------ LISTED RECORDS
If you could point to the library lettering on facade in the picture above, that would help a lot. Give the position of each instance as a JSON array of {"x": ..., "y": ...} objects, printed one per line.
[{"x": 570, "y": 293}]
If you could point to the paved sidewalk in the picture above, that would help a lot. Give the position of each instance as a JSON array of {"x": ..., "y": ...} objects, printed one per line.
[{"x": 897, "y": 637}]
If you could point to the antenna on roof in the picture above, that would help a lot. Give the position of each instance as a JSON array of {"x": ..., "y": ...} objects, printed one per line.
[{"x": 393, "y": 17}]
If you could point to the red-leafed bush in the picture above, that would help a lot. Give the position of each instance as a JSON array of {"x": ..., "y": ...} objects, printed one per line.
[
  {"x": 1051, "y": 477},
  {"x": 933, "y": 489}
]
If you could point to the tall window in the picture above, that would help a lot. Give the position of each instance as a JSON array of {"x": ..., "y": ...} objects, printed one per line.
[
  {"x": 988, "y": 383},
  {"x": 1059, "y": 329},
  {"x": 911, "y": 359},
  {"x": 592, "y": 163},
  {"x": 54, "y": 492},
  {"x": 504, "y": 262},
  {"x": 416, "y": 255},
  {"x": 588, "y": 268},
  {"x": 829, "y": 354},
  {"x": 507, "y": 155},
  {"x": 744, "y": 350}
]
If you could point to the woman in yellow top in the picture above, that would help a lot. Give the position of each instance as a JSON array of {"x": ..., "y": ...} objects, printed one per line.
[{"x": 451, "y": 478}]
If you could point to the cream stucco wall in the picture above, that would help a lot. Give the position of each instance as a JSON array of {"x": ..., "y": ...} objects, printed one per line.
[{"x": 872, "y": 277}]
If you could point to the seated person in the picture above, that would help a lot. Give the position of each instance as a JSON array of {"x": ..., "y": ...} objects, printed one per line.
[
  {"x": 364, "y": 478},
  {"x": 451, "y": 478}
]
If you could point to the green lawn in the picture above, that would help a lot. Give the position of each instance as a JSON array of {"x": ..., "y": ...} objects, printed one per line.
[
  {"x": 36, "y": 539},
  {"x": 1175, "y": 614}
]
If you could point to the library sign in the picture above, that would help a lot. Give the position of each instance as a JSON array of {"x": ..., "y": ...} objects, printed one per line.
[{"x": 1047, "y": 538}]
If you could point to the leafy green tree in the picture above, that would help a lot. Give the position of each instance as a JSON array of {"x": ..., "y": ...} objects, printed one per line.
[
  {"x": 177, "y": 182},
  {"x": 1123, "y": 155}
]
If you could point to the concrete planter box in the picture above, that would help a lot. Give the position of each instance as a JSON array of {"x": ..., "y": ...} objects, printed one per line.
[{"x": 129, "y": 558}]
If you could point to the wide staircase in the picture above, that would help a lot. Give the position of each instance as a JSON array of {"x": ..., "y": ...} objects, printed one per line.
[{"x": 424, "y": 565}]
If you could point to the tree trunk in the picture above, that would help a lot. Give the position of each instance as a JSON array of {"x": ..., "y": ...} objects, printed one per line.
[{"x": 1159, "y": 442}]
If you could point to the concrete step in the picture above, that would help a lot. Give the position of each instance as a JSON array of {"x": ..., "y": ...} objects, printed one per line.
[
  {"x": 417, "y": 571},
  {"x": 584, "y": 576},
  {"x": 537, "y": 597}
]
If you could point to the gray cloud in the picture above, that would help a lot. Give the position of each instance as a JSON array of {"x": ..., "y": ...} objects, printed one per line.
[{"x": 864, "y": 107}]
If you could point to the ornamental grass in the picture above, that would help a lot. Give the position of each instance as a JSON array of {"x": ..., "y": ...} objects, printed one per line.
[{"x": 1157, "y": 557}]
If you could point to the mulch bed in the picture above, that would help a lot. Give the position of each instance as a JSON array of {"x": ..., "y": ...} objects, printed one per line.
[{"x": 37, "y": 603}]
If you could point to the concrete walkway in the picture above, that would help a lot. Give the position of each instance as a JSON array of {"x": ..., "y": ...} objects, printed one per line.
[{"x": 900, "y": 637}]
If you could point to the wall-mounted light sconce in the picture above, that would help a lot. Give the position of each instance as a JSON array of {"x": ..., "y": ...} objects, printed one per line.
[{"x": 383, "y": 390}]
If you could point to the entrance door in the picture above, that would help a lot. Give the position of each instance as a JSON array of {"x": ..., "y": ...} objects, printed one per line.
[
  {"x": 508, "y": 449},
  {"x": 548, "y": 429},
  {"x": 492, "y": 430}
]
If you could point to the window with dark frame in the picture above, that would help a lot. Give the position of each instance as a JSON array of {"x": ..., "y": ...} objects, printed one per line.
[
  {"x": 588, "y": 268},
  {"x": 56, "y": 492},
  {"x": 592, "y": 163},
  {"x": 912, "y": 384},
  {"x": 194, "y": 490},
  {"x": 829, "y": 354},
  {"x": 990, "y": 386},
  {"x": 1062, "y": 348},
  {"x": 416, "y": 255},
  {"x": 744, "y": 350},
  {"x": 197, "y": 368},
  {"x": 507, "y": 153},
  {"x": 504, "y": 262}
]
------------
WHAT YOU SHOULD DO:
Copy out each line of the data exactly.

RESULT FOR THIS EXERCISE:
If you could point to the library lettering on facade in the picture above, that would help a lot. Give the position of each instance as a JSON array of {"x": ..., "y": ...} objects, printed one per line.
[{"x": 570, "y": 293}]
If you could point to the paved sidewalk in the picture above, that would help a lot. Give the position of each instance as a JSON array of {"x": ..., "y": ...} objects, printed one per line.
[{"x": 897, "y": 637}]
If you could point to the antenna on roof in the picture above, that would help a lot. Give the position of each instance as a JSON array of {"x": ..., "y": ...} objects, printed one per line.
[{"x": 393, "y": 17}]
If you could point to the red-leafed bush in the picture above, that would help a lot. Give the position of each instance as a JSON array of {"x": ..., "y": ...} objects, printed one per line.
[
  {"x": 1051, "y": 477},
  {"x": 933, "y": 489}
]
If you could point to the tall window in the picture above, that would help a lot. Give the position of each instance as a JSON array of {"x": ..., "y": ...} objects, printed one per line.
[
  {"x": 988, "y": 383},
  {"x": 1059, "y": 329},
  {"x": 911, "y": 359},
  {"x": 592, "y": 163},
  {"x": 54, "y": 492},
  {"x": 504, "y": 262},
  {"x": 416, "y": 255},
  {"x": 588, "y": 268},
  {"x": 829, "y": 354},
  {"x": 507, "y": 155},
  {"x": 744, "y": 350}
]
If you could point to the woman in yellow top in the picture above, that would help a lot. Give the position of each instance as a JSON array of {"x": ..., "y": ...} objects, printed one per line.
[{"x": 451, "y": 478}]
If you could point to the cream stucco wall in the picture above, that would help a lot. Give the position of each instance as a JSON array of {"x": ..., "y": ...} objects, printed one per line.
[{"x": 872, "y": 277}]
If you could point to the seated person in the picture above, that would help a lot. Give the position of each instance as a JSON array of {"x": ..., "y": ...} objects, printed one per line.
[
  {"x": 364, "y": 478},
  {"x": 451, "y": 478}
]
If you could point to the green lawn in the picture above, that would help a lot. Give the position of each instance as a JSON array of {"x": ..., "y": ...} objects, printed one per line.
[
  {"x": 36, "y": 539},
  {"x": 1175, "y": 614}
]
If you could point to the library sign in the picture above, that would help a lot. Give the position of each instance as a JSON array of {"x": ..., "y": ...} objects, printed one per line.
[{"x": 1047, "y": 538}]
If you could point to the leafy green tree in the picture above, that would help a lot. Give the position of each instance as a JSON array of {"x": ..., "y": ...} objects, printed one per line.
[
  {"x": 177, "y": 182},
  {"x": 1123, "y": 155}
]
If you could point to the concrete planter box in the picture above, that would help a lot. Give the position of each instance as a JSON array of {"x": ..., "y": ...} objects, printed one per line.
[{"x": 129, "y": 558}]
If you could point to the wide staircase in the picture above, that would help a lot. Give the position of each instance as a JSON array of {"x": ..., "y": ...} objects, printed one per line.
[{"x": 424, "y": 565}]
If you could point to the tree trunk in the picture above, that would help a lot. Give the position of each instance as a JSON array of {"x": ..., "y": ...} objects, printed one per line.
[{"x": 1159, "y": 442}]
If you could point to the concrete step in the picture above, that would help a lot. Give the position of each instance as a JSON array of {"x": ..., "y": ...} objects, printed one per line.
[
  {"x": 417, "y": 571},
  {"x": 584, "y": 576},
  {"x": 537, "y": 597}
]
If you could point to the gray cloud in the picture above, that would help a lot. Give the position of each instance as a JSON array of {"x": ..., "y": ...} objects, printed one per line.
[{"x": 864, "y": 107}]
If you could point to the ornamental grass in the picture above, that would help a lot. Give the position of each instance as a JSON array of {"x": ..., "y": ...} objects, printed one per line.
[{"x": 1157, "y": 557}]
If you could point to the mulch bed in the picture above, that would help a lot. Give the position of each instance as a JSON array of {"x": ..., "y": ...} objects, printed one per line.
[{"x": 37, "y": 603}]
If you could point to the concrete walkway in the picture above, that would help a lot. Give the position of each instance as a JSON array of {"x": ..., "y": ...} objects, printed one per line.
[{"x": 900, "y": 637}]
If you could point to the wall-mounted light sconce in the picture above, that would help a lot. Give the position of each instance as a JSON array of {"x": ..., "y": ...} objects, printed one per line.
[{"x": 383, "y": 390}]
If you could point to the entrance door in the picture above, that would help a lot. Give the position of each instance as a JSON array of {"x": ..., "y": ...} objects, printed one per line.
[
  {"x": 508, "y": 449},
  {"x": 548, "y": 429},
  {"x": 492, "y": 430}
]
If you could point to the window with dark frame in the picture above, that would help a lot. Give the position of each instance as a JSON array of {"x": ..., "y": ...} objects, printed one per line.
[
  {"x": 588, "y": 268},
  {"x": 56, "y": 492},
  {"x": 592, "y": 163},
  {"x": 912, "y": 384},
  {"x": 194, "y": 490},
  {"x": 829, "y": 354},
  {"x": 990, "y": 386},
  {"x": 1062, "y": 348},
  {"x": 416, "y": 255},
  {"x": 744, "y": 350},
  {"x": 197, "y": 368},
  {"x": 507, "y": 153},
  {"x": 504, "y": 262}
]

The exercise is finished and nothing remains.